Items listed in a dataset
** BEGIN **

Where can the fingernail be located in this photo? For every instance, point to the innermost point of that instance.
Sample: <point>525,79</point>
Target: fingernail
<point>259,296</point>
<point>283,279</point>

** END **

Directions
Update the data by changing each "instance" to "occurrence", and write out all the lines again with nothing else altered.

Completed exercise
Where can the fingernail be located in this photo? For every occurrence, point to the innermost point of that occurrence.
Sample: <point>525,79</point>
Target: fingernail
<point>259,296</point>
<point>283,279</point>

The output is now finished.